### Prompt
When you spot the word "front" in a line of the data below, copy that line.

### Record excerpts
====

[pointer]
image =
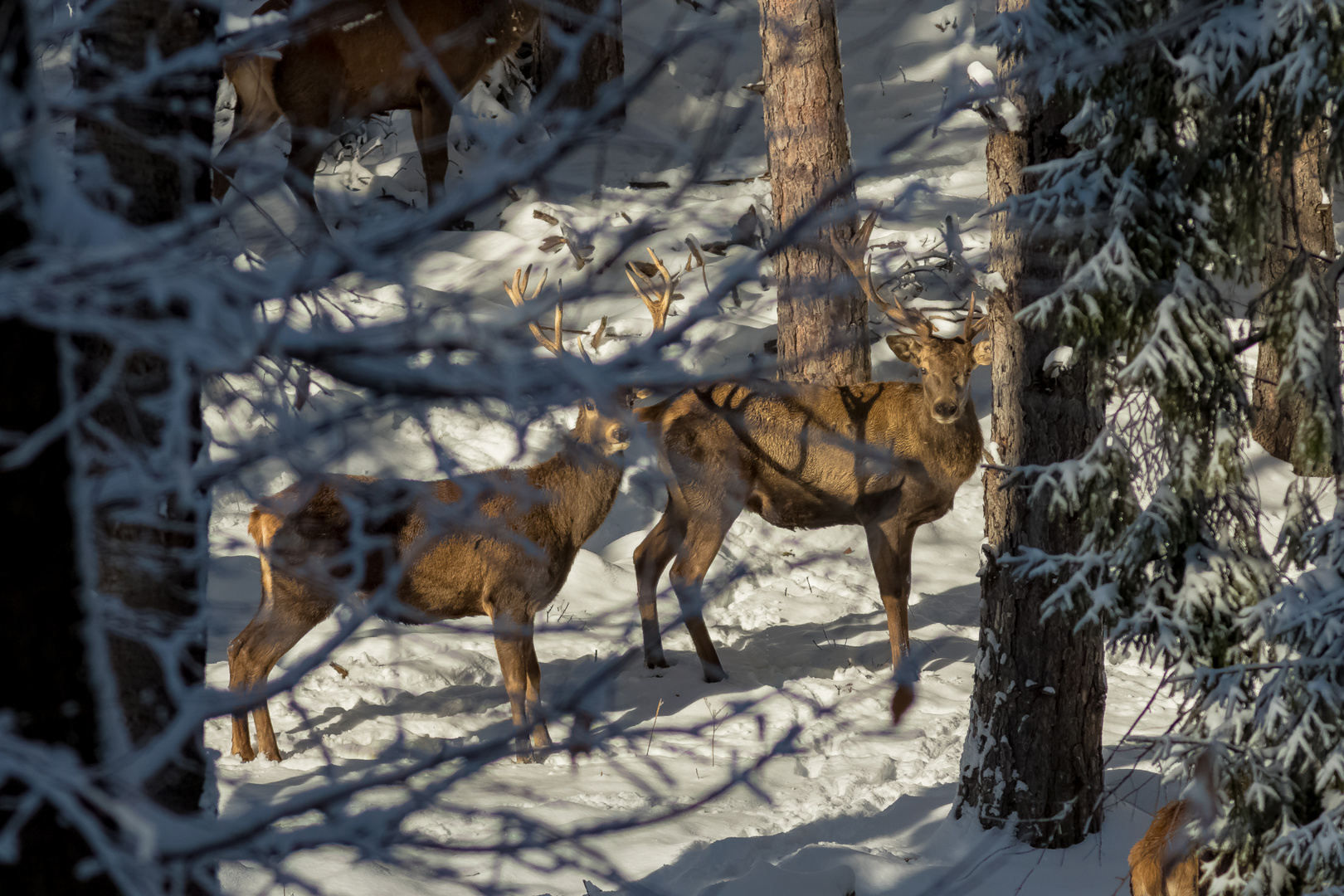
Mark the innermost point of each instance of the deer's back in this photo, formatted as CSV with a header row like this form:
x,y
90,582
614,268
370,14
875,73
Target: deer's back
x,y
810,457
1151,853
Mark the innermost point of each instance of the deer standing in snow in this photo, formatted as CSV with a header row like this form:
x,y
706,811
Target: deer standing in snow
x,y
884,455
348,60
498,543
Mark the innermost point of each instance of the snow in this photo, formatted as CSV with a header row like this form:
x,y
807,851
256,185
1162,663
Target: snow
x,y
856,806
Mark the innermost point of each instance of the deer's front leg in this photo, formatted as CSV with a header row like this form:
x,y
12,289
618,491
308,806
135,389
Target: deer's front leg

====

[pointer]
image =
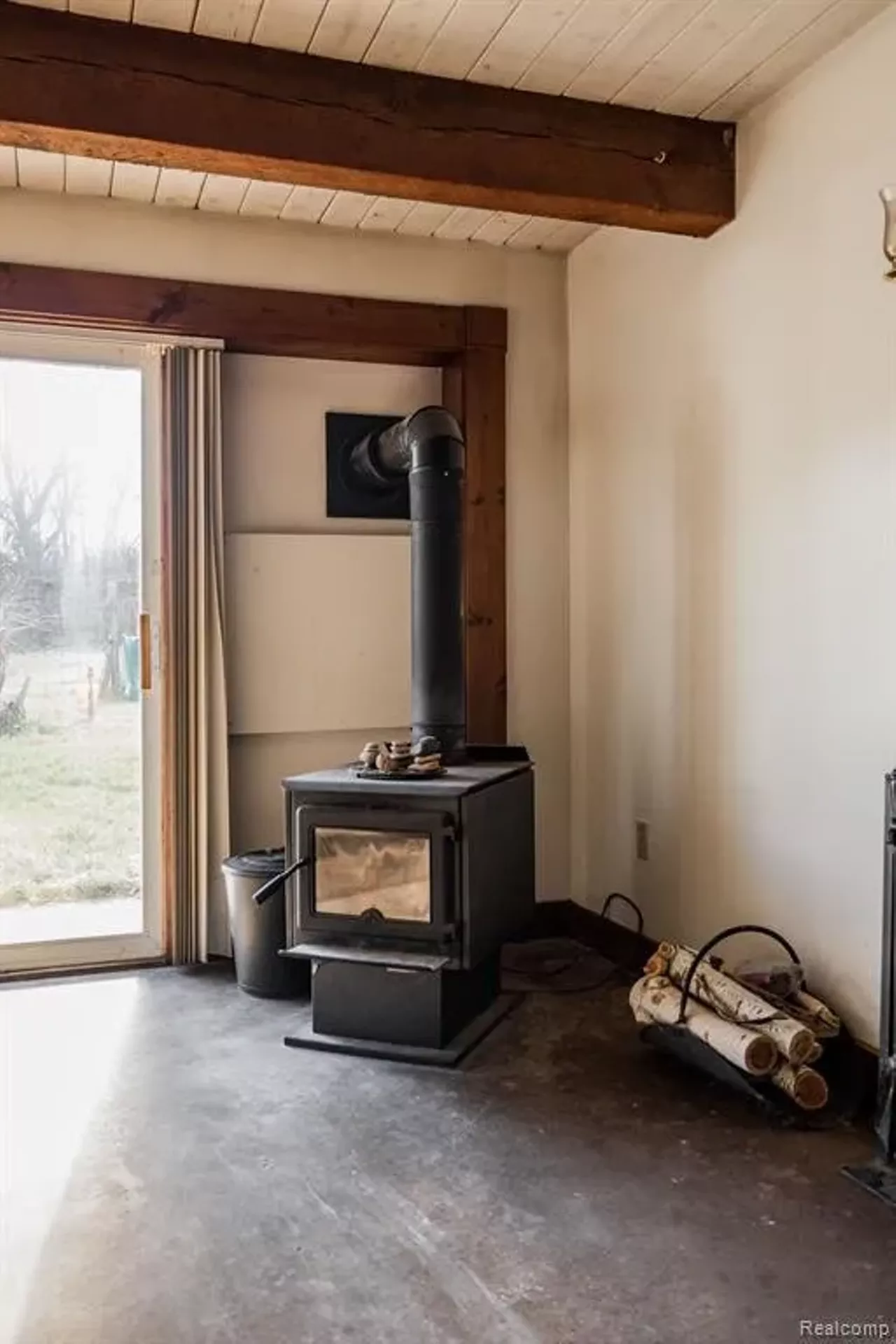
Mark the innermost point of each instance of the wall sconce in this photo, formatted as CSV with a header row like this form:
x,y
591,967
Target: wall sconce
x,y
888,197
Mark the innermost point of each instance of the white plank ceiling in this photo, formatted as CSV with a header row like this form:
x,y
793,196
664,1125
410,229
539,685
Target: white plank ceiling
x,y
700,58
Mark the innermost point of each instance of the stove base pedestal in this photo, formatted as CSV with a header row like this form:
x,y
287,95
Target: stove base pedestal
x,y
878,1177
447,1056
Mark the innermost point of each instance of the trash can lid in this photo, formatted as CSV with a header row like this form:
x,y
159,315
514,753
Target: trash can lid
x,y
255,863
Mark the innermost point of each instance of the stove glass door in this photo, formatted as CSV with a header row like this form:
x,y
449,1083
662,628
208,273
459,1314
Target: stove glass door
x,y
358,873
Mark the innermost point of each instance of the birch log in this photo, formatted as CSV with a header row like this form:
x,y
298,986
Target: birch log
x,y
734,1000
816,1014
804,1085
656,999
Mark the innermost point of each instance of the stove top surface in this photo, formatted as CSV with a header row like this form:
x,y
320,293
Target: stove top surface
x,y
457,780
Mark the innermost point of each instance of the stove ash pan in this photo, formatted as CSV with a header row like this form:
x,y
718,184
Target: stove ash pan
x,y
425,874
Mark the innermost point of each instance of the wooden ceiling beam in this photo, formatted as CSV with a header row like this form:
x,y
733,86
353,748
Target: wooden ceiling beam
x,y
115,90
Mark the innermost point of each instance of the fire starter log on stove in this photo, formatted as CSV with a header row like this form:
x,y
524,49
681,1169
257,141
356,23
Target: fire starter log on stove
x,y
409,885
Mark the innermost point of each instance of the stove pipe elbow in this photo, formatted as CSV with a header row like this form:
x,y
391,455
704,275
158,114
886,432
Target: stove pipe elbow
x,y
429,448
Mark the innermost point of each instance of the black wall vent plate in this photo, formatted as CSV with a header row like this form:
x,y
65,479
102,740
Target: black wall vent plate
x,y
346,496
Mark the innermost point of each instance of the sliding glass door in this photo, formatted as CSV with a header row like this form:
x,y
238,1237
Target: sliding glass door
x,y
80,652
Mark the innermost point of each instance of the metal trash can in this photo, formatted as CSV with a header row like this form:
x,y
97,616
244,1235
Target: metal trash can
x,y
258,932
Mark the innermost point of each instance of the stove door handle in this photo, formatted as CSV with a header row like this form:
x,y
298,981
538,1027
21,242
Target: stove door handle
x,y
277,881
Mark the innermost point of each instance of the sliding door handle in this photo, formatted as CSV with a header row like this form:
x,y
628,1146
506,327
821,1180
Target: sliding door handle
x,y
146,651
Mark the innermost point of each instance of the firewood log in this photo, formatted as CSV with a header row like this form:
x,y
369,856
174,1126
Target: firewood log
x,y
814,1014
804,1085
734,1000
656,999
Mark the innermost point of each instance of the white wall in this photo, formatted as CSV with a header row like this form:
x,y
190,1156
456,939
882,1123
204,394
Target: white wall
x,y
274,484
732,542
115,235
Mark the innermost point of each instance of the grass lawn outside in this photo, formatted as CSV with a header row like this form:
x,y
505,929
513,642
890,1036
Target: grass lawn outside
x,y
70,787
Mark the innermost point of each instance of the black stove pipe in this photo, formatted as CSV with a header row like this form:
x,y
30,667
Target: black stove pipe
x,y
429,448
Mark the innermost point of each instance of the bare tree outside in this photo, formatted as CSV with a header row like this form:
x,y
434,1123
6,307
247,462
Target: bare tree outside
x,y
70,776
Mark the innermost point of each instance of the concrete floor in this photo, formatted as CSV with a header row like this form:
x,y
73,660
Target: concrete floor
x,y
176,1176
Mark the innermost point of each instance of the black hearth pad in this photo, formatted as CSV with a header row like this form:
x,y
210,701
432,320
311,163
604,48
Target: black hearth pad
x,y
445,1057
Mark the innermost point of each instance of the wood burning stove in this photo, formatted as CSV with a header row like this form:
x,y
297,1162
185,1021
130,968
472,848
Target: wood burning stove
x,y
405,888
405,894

====

### Task solution
Mark the innermost point of each instance of the deer's front leg in this photo, formatted as CSV with a header row like this form:
Target: deer's front leg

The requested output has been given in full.